(Items from a dataset)

-.-.-

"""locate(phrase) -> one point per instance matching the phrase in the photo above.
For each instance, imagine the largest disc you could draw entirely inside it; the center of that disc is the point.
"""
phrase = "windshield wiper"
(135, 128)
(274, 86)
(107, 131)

-.-.-

Exercise prompt
An unaltered transcription of all the data above is needed.

Written answer
"""locate(phrase) -> one point per instance matching the phrase in the photo above.
For each instance, imagine the largest disc you could draw entirely inside it; the center of that disc is the point.
"""
phrase = "windshield wiper"
(135, 128)
(274, 86)
(107, 131)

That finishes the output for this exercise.